### Data to process

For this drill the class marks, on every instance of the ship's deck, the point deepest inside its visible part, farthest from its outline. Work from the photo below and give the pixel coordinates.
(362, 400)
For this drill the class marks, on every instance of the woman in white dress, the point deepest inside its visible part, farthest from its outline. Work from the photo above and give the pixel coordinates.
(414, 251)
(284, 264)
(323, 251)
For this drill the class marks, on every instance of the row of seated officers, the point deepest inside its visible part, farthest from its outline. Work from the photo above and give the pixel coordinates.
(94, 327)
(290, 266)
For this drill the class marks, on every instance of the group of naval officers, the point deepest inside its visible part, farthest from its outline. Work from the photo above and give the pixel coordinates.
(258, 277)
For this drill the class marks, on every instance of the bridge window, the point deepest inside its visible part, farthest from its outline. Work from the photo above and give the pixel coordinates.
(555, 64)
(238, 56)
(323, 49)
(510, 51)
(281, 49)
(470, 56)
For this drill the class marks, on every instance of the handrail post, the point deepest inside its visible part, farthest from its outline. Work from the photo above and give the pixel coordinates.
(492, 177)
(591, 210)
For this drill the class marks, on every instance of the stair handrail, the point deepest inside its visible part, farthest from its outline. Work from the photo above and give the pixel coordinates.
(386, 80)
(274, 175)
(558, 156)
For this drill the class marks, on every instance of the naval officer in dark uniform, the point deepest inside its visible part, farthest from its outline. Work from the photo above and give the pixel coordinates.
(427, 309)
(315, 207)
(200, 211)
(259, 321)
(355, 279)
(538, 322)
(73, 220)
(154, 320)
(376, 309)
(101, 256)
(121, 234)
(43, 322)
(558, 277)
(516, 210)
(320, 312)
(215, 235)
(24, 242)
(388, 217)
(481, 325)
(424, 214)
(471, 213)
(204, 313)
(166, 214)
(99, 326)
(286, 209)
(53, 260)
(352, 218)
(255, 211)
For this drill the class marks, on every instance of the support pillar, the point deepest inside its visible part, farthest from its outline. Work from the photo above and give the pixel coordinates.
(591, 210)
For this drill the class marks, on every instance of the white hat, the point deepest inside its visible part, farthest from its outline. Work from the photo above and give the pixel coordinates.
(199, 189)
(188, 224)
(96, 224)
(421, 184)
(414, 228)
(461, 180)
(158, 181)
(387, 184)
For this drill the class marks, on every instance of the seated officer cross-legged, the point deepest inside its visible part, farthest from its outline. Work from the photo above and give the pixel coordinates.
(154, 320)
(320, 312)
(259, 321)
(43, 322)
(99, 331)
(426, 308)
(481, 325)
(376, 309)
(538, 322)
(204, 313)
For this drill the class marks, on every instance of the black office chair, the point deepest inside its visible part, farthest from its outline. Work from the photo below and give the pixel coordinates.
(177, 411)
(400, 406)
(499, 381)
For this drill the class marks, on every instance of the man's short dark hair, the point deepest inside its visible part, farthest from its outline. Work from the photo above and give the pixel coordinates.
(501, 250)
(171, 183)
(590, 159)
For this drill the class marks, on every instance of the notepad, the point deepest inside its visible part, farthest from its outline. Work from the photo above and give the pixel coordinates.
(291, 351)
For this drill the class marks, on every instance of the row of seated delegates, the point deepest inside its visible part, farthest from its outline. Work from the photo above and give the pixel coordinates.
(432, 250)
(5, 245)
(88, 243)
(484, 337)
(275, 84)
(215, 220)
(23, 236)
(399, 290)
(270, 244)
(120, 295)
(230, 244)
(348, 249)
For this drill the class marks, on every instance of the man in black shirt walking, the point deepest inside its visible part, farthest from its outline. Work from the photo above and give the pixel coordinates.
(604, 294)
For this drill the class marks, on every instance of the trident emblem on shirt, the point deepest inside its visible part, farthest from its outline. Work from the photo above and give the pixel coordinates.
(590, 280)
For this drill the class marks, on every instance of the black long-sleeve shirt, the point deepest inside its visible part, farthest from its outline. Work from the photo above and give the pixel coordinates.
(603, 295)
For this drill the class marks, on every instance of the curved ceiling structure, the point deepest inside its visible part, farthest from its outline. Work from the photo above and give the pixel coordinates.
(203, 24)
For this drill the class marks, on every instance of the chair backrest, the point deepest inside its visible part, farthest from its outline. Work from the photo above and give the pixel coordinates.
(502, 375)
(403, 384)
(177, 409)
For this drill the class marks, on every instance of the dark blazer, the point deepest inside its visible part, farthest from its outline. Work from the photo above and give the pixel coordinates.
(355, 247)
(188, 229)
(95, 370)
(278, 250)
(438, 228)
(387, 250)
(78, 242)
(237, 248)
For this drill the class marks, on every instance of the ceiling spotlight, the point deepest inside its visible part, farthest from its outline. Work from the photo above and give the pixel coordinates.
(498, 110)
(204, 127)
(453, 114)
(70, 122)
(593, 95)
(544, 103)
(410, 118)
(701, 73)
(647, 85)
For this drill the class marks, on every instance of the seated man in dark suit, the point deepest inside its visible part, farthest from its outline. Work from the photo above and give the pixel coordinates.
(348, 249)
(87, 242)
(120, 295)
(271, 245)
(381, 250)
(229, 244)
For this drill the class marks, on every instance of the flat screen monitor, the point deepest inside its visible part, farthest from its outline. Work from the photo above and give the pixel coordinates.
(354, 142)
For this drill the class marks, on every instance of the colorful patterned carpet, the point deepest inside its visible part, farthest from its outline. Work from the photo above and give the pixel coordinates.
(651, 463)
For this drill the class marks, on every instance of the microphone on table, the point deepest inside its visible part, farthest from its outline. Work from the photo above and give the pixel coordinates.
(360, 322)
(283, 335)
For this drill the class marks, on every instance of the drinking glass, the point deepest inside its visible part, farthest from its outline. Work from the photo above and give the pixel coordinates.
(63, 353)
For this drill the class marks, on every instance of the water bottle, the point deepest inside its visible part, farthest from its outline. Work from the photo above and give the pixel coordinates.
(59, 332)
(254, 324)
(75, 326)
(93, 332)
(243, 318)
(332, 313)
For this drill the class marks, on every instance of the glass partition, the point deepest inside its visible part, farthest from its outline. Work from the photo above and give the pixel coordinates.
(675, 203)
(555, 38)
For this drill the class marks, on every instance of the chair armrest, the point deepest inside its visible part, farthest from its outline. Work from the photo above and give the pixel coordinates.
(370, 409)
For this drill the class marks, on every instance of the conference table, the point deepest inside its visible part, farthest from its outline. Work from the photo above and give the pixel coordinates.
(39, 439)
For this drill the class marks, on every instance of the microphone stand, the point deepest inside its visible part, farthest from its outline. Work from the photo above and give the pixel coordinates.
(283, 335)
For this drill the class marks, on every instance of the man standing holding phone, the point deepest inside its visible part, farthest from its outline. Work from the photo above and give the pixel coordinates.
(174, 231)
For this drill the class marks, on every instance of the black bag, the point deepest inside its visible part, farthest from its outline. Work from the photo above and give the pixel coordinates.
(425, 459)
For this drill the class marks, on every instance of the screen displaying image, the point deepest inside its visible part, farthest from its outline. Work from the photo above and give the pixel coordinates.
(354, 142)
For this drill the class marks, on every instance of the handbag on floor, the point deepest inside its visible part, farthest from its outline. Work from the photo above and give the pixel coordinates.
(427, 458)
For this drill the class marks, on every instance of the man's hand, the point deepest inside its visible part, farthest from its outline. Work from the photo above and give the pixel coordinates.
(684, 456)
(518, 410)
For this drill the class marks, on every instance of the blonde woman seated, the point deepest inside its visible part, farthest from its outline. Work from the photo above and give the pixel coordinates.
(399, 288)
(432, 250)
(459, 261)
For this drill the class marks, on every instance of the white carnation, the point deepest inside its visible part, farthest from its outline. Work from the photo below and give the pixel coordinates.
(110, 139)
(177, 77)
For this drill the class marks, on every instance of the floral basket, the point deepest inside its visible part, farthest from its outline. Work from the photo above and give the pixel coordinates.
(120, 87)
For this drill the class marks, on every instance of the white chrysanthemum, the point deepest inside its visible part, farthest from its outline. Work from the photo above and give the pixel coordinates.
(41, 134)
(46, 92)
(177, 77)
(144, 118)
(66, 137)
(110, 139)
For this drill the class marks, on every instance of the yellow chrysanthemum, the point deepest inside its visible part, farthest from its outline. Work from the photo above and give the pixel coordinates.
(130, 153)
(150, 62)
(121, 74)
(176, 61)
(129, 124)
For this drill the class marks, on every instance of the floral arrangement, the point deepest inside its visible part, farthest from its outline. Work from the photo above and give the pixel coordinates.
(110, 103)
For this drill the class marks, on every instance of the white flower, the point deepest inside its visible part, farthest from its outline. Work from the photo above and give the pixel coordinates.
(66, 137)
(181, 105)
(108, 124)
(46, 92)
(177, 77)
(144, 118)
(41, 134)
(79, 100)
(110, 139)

### Work required
Can you rewrite the part of the records that opens with the line containing "of the yellow" and closes with the last line of the records, keeping every line, with each coordinate value raised by 51?

### Result for this exercise
For this drill the class marks, on every instance of the yellow chrysanthemum, the point deepest inside its visible part, farthest from its outline. Work from the photo above and give the pixel coordinates.
(181, 204)
(201, 113)
(172, 125)
(227, 112)
(180, 175)
For this drill the class marks, on every instance of the floral arrangement, the point deepest inside its visible part, farthest from its outline. Work from the photo above and give the pixel coordinates.
(161, 154)
For this drill the class marks, on every instance of the white flower, the point deepest inside its visible part, farthest from its outline. Work from the photo above and give the pixel coordinates.
(117, 188)
(232, 156)
(159, 175)
(97, 143)
(228, 128)
(195, 169)
(92, 185)
(130, 151)
(161, 190)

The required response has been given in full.